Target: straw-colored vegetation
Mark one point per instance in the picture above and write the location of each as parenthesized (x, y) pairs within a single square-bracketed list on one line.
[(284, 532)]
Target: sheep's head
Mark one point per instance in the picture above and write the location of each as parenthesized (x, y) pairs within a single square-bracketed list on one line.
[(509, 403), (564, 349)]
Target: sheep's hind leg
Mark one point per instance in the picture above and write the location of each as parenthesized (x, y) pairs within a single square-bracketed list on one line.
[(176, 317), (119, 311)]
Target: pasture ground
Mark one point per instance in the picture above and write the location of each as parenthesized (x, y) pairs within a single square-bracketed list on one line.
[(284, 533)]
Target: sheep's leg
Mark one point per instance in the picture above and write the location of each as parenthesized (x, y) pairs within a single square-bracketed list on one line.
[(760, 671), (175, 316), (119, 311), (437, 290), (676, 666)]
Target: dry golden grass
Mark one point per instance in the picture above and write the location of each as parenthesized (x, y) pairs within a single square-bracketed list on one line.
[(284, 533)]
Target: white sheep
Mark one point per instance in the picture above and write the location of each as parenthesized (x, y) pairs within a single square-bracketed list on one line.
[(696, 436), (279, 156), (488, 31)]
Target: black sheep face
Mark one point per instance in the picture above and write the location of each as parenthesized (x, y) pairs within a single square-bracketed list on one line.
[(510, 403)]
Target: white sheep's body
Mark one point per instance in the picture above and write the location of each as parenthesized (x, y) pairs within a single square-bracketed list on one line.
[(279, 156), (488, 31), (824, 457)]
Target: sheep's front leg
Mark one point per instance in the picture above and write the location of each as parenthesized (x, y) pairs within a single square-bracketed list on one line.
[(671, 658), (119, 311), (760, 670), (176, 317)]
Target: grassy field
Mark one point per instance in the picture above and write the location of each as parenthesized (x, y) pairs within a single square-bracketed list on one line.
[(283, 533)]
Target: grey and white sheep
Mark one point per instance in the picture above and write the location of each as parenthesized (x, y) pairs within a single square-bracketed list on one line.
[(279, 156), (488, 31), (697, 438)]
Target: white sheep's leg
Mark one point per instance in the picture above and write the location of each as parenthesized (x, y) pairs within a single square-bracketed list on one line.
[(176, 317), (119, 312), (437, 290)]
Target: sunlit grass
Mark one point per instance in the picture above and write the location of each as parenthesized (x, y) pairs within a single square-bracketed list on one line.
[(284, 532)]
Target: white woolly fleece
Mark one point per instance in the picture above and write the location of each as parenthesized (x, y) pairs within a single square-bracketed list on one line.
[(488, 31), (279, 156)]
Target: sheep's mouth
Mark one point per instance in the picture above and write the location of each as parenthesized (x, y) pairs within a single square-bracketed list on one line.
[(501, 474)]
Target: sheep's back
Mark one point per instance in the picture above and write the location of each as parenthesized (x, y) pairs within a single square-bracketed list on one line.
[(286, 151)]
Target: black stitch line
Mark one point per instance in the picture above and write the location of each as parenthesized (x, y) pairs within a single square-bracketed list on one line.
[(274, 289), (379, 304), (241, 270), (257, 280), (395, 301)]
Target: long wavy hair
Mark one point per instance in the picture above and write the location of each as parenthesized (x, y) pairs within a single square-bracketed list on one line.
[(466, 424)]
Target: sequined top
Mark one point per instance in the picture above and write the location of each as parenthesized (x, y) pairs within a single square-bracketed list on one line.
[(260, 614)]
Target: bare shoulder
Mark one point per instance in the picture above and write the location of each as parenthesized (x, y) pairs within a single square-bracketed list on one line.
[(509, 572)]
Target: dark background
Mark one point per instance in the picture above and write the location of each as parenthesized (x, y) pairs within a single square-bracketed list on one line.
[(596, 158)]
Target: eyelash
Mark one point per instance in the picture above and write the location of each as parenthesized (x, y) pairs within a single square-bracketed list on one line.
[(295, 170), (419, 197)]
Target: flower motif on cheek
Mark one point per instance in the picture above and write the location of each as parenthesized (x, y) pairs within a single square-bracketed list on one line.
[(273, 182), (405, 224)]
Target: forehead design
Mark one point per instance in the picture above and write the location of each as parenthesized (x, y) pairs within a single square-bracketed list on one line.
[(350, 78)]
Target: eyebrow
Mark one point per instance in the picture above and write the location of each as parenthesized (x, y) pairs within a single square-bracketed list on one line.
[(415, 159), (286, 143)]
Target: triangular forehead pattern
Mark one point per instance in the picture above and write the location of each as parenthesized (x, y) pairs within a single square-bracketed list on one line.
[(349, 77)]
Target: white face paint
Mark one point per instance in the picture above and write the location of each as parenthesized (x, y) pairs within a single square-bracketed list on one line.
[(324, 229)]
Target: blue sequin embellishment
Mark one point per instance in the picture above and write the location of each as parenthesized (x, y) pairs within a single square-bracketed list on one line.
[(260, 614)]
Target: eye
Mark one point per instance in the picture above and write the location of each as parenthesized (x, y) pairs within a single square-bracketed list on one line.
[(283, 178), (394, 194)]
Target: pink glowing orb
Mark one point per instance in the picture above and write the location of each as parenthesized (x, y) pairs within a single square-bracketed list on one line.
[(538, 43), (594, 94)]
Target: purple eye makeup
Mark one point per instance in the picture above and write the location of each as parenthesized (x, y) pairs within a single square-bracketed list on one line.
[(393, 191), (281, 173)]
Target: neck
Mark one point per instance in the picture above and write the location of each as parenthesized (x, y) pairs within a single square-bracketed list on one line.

=======

- **Description of the task**
Express the items above as a JSON list of strings, with one string per line and blank lines omitted.

- **Result**
[
  "Target: straw-colored vegetation",
  "Mark one point per instance in the picture above and write the location of each as parenthesized (x, y) pairs within a single square-bracketed list on one line.",
  "[(284, 532)]",
  "Target: sheep's head",
  "Mark one point per instance in the picture above and write the location of each as parenthesized (x, y) pairs within a single square-bracketed list on one line.",
  "[(509, 403), (564, 349)]",
  "Target: sheep's hind leg",
  "Mark one point per instance in the picture above and write the location of each as parenthesized (x, y) pairs within a single square-bracketed list on one line.",
  "[(176, 317), (119, 311)]",
  "Target: pasture ground",
  "Mark one point per instance in the picture above and write the location of each as parenthesized (x, y) pairs within a single square-bracketed list on one line.",
  "[(284, 533)]",
  "Target: sheep's leg",
  "Mark one point per instance in the picture above and write the location of each as parenthesized (x, y) pairs within a single square-bracketed list on one line.",
  "[(760, 671), (175, 316), (119, 311), (437, 290), (676, 666)]",
  "Target: dry golden grass",
  "Mark one point per instance in the picture above and write the location of each as parenthesized (x, y) pairs within a single square-bracketed list on one line.",
  "[(284, 533)]",
  "Target: white sheep",
  "Mark one point per instance in the picture above and write the location of each as parenthesized (x, y) pairs within a single square-bracketed list on one line.",
  "[(696, 436), (279, 156), (488, 31)]",
  "Target: black sheep face",
  "Mark one point per instance in the picture above and write the location of each as parenthesized (x, y) pairs within a single square-bracketed list on one line.",
  "[(510, 403)]",
  "Target: white sheep's body",
  "Mark one point per instance in the picture above and write the location of each as parenthesized (x, y) pairs within a single square-bracketed list on one line.",
  "[(279, 156), (488, 31), (824, 457)]",
  "Target: sheep's front leg",
  "Mark one point per instance in the picture above and write the location of each as parenthesized (x, y) pairs within a single square-bracketed list on one line.",
  "[(671, 658), (119, 311), (760, 670), (176, 317)]",
  "Target: grassy field",
  "Mark one point per instance in the picture above and write the location of each as parenthesized (x, y) pairs within a single square-bracketed list on one line.",
  "[(283, 533)]",
  "Target: grey and white sheep",
  "Mark one point per instance in the picture above and write the location of each as parenthesized (x, y) pairs within a single square-bracketed list on one line.",
  "[(279, 156), (488, 31), (697, 438)]",
  "Target: white sheep's leg",
  "Mark one point per instance in the picture above and write the location of each as parenthesized (x, y) pairs within a single square-bracketed list on one line.",
  "[(176, 317), (119, 312), (437, 290)]",
  "Target: sunlit grass",
  "Mark one point per instance in the picture above and write the location of each as parenthesized (x, y) pairs within a single square-bracketed list on one line.",
  "[(284, 532)]",
  "Target: white woolly fleece",
  "Mark one point per instance in the picture above and write the location of each as parenthesized (x, y) pairs within a single square-bracketed list on one line.",
  "[(488, 31), (279, 156)]",
  "Target: sheep's mouth",
  "Mark one point per instance in the picture above and write the location of each as parenthesized (x, y) pairs within a single square-bracketed list on one line.",
  "[(501, 474)]",
  "Target: sheep's back",
  "Mark one point per instance in the picture above and write the location of each as parenthesized (x, y) pairs within a single square-bracketed list on one line.",
  "[(286, 151)]",
  "Target: black stitch line",
  "Mark one point per instance in the picture above and write the location of each as parenthesized (x, y) pairs within a single square-bracketed list on one line.",
  "[(274, 289), (379, 304), (241, 270), (257, 280), (395, 301)]",
  "Target: long wavy hair",
  "Mark one point per instance in the picture above and write the location of each as parenthesized (x, y) pairs within a single square-bracketed list on one line.",
  "[(466, 424)]",
  "Target: sequined top",
  "Mark one point per instance in the picture above and write the location of each as parenthesized (x, y) pairs within a single square-bracketed list on one line.",
  "[(260, 614)]",
  "Target: bare shoulder",
  "Mark one point per instance in the picture above and write the location of each as parenthesized (x, y) pairs within a single square-bracketed list on one line.",
  "[(509, 572)]",
  "Target: dark background",
  "Mark one point per instance in the picture above and write the location of each as parenthesized (x, y) pairs within a single square-bracketed list on one line.",
  "[(596, 158)]",
  "Target: eyelash",
  "Mark one point per instance in the picture above and write the location of each as parenthesized (x, y) pairs within a single square-bracketed list on one line.",
  "[(295, 170), (419, 197)]",
  "Target: flower motif on cheek",
  "Mark one point per instance in the picture above and write the location of each as parenthesized (x, y) pairs within a single square-bracketed list on one line.",
  "[(273, 182), (405, 224)]",
  "Target: forehead design",
  "Mark one point per instance in the picture above and write the location of each as parenthesized (x, y) pairs within a single square-bracketed list on one line.",
  "[(350, 78)]",
  "Target: eyebrow",
  "Mark one point per instance in the picture above and write the location of each as parenthesized (x, y) pairs within a single square-bracketed list on one line.",
  "[(415, 159), (286, 143)]",
  "Target: triangular forehead pattern",
  "Mark one point per instance in the picture above and write the location of each as parenthesized (x, y) pairs within a single square-bracketed list on one line.",
  "[(349, 77)]",
  "Target: white face paint",
  "Mark one point per instance in the picture above and write the location of each as parenthesized (x, y) pairs within a single square-bracketed list on one line.",
  "[(324, 229)]",
  "Target: blue sequin embellishment",
  "Mark one point per instance in the picture above and write the location of each as parenthesized (x, y) pairs within a single square-bracketed list on one line.",
  "[(260, 614)]",
  "Target: eye",
  "Mark one point per instance in the picture above and write the location of each as parenthesized (x, y) pairs within a single square-bracketed list on one line.",
  "[(283, 178), (394, 194)]",
  "Target: pink glowing orb",
  "Mark one point per instance in the picture above and write the location of each as parenthesized (x, y) pairs within a single square-bracketed list on one line.",
  "[(538, 43), (594, 94)]",
  "Target: purple eye makeup",
  "Mark one point per instance in the picture above and write the location of each as parenthesized (x, y) pairs within a single square-bracketed list on one line.",
  "[(393, 191), (281, 173)]",
  "Target: neck",
  "Mark one point per instance in the picture above and write the location of each as parenthesized (x, y) pairs within a single square-bracketed list on one line."
]